## Exercise text
===
Tiburon mariposa lilies are endemic to the Ring Mountain Preserve in the northern part of the Tiburon Peninsula in Marin County. There are three populations of the plant that grow in rocky areas of serpentinite or on soils derived from serpentinite. It is associated with the serpentine bunchgrass community growing alongside serpentine reedgrass (Calamagrostis ophitidis), Tiburon buckwheat (Eriogonum luteolum var. caninum), purple needlegrass (Stipa pulchra), Tiburon paintbrush (Castilleja affinis ssp. neglecta), and Marin dwarf flax (Hesperolinon congestum).

==Conservation==
The plant was federally listed as a threatened species in 1995. It is considered threatened due to loss of surrounding habitat to recreational activities, to competition from invasive plant species, to its proximity to a dense population center, and to its confinement to a single population of plants. It is protected along with a number of other rare serpentine soils endemic plants that grow on and around Ring Mountain.
===
Items listed in a dataset:
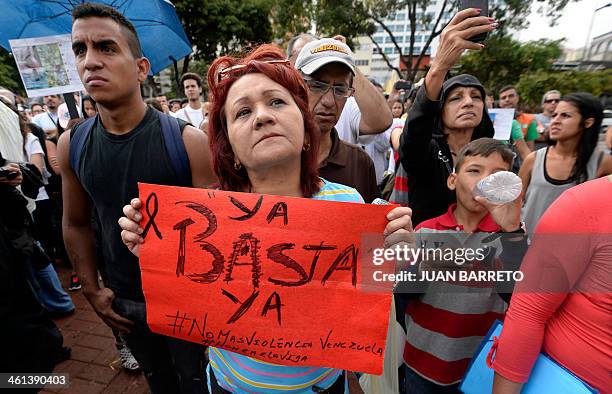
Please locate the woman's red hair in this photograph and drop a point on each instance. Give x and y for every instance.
(285, 75)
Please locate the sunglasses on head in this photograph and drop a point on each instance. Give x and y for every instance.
(234, 69)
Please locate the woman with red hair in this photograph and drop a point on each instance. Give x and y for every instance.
(264, 140)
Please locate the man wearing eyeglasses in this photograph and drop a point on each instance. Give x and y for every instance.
(328, 68)
(549, 105)
(365, 114)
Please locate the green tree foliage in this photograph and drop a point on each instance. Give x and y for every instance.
(349, 18)
(532, 85)
(505, 60)
(217, 27)
(512, 15)
(9, 76)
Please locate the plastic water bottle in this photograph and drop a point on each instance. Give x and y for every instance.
(499, 188)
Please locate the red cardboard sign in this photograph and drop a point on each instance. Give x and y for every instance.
(270, 277)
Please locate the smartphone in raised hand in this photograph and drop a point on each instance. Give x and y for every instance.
(483, 5)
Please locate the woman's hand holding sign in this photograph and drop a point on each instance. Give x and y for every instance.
(131, 230)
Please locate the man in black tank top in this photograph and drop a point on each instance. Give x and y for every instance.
(125, 146)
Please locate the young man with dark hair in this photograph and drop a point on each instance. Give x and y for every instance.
(447, 322)
(194, 112)
(122, 146)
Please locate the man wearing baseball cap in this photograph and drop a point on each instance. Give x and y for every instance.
(328, 68)
(365, 114)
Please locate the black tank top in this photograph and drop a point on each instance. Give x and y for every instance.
(109, 169)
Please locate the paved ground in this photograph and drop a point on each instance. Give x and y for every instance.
(93, 365)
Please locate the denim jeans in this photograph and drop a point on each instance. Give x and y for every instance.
(415, 384)
(170, 365)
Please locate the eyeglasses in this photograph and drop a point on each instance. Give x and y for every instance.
(233, 69)
(322, 88)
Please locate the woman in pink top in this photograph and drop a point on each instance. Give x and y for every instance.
(569, 318)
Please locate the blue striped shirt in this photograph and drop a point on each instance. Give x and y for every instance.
(241, 374)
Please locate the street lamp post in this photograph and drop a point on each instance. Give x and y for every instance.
(586, 44)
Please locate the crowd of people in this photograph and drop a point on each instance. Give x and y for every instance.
(305, 122)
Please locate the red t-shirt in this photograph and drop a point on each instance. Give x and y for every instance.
(571, 318)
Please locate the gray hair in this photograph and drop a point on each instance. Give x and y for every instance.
(550, 92)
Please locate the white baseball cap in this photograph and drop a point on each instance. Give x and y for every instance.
(316, 54)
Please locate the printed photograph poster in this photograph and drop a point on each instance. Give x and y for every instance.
(502, 122)
(46, 65)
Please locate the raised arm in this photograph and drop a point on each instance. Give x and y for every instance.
(376, 116)
(52, 156)
(454, 40)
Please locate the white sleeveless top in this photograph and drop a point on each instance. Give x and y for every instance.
(543, 190)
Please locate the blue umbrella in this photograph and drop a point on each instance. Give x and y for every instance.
(160, 32)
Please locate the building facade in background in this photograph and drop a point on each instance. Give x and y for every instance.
(399, 24)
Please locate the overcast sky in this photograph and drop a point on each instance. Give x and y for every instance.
(573, 25)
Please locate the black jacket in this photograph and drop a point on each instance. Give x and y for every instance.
(425, 154)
===
## Questions
1. According to the Tiburon mariposa lily text, in what year was the plant federally listed as a threatened species?
2. List every plant that the Tiburon mariposa lily text says grows alongside the lily in the serpentine bunchgrass community.

## Results by task
1. 1995

2.
- Serpentine reedgrass (Calamagrostis ophitidis)
- Tiburon buckwheat (Eriogonum luteolum var. caninum)
- Purple needlegrass (Stipa pulchra)
- Tiburon paintbrush (Castilleja affinis ssp. neglecta)
- Marin dwarf flax (Hesperolinon congestum)